[Point annotation records]
........
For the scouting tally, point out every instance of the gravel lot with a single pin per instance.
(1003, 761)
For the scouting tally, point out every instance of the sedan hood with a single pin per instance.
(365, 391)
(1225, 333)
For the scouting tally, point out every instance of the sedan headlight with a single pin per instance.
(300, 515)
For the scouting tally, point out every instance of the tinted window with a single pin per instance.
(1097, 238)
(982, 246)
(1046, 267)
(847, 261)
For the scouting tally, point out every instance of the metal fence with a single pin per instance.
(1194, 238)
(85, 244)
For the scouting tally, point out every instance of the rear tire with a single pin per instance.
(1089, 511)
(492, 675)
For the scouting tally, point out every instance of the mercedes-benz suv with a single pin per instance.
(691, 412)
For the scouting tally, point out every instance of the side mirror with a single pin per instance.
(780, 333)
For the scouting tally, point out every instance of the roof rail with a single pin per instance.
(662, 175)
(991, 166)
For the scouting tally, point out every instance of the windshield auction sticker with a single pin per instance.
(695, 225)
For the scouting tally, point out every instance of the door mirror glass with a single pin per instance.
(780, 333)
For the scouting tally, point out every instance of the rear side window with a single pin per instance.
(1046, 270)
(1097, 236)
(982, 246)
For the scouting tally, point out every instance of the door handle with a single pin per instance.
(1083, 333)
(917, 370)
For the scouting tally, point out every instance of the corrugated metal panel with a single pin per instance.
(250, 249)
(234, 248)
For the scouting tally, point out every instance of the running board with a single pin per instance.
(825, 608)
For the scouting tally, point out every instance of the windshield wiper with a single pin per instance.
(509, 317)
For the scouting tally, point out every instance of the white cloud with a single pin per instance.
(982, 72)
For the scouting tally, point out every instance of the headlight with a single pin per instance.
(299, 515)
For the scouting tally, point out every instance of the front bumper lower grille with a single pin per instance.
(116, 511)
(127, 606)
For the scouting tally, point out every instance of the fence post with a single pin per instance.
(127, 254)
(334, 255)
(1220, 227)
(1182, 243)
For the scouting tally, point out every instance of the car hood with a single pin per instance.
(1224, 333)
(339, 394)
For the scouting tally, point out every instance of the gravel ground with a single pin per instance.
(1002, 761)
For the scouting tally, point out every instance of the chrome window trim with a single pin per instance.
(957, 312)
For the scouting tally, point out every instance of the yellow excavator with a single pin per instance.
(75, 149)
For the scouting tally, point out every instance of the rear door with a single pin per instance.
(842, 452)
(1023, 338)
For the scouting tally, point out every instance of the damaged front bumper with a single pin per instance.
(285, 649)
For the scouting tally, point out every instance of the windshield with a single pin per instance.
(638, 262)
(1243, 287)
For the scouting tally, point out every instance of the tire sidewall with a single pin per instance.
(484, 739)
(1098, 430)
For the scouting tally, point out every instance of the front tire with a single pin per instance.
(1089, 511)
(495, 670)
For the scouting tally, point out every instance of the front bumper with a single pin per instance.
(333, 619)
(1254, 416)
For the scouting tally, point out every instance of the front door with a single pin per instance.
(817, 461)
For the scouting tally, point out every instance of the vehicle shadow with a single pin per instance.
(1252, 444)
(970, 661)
........
**What to do:** Copy every record above exactly as it appears.

**Output of the exercise:**
For the scouting tally, point out every instance of the gravel lot with a single pin per instance.
(1003, 761)
For the scouting tally, point out every instance of the sedan hood with a single pin per instance.
(365, 391)
(1225, 333)
For the scouting tally, point out every instance of the sedan headlight with a single pin per instance.
(300, 515)
For the scouting tally, point out every instance of the tinted window with a single pin per instance.
(1097, 238)
(982, 246)
(1046, 267)
(847, 261)
For the scouting tally, point out every instance of the metal fence with a single pin per instance.
(1194, 238)
(85, 244)
For the scouting tally, point out every instance of the rear tire with a single pin per instance.
(1089, 511)
(492, 675)
For the scouting tally, point out every instance of the mercedes-benz suv with a single pin per instance.
(691, 412)
For the scouting tally, point out every instance of the side mirror with a single pin per instance.
(780, 333)
For the scouting tally, point out every instance of the roof rail with a single pin per instance.
(662, 175)
(991, 166)
For the scouting tally, point out every instance of the windshield auction sticker with a single pin per instance.
(695, 225)
For the scouting tally, point out every instance of the door mirror glass with a single pin per instance.
(780, 333)
For the scouting tally, point out every instance of the rear side window with a single pin per instance.
(1046, 270)
(1097, 236)
(982, 246)
For the scouting tally, point out every instance of the door handle with a single pin per instance.
(1083, 333)
(917, 370)
For the scouting tally, point out every instance of the corrugated metal panel with a single pin per instance.
(250, 249)
(234, 248)
For the scouting tally, point out every instance of the running board with a single pin per instance.
(825, 608)
For the scouting tally, point out every instance of the windshield wiper with a single pin per instance.
(509, 317)
For the scouting tally, point out every instance of the white cloud with a single pin per instance.
(982, 72)
For the scouting tally, point out every instance of the headlight with a single pin per instance.
(299, 515)
For the scouting tally, point out every instance of the front bumper lower grille with a single pin per instance.
(116, 511)
(127, 606)
For the scouting tally, point out every instance of the fence post with a single pin per instance.
(127, 254)
(334, 255)
(1220, 227)
(1182, 243)
For the scouting tally, point out every instance of the car hood with a single pin per instance.
(1224, 333)
(339, 394)
For the scouting tally, point out every instance of the gravel ground with a single pin per instance.
(1002, 761)
For the scouting tally, point out every instance of the chrome window trim with a single pin per instance.
(957, 312)
For the scouting tally, point out every instance of the yellow excavator with a single pin per instance.
(75, 149)
For the scouting tally, point out every instance of the rear door with a single pin per instance.
(842, 452)
(1023, 338)
For the scouting tally, point out every instance of the damaged front bumper with a single pin per instance.
(285, 649)
For the scouting tally, point out every instance of the windshield with a single pin per instance.
(638, 262)
(1243, 287)
For the scouting tally, point out every instance of the tire sidewall with a single pin per instance.
(484, 739)
(1098, 430)
For the scouting tally, point out every instance of the front tire with a single pin per instance.
(1089, 511)
(495, 670)
For the scouting tally, point out every instance of the front bumper with a single pin per instance.
(333, 619)
(1254, 416)
For the scouting tally, point out every instance of the front door with a single pin per instance.
(817, 461)
For the scouting tally, point out every instance of the vehicle shadow with a single pin per instance.
(1252, 444)
(970, 661)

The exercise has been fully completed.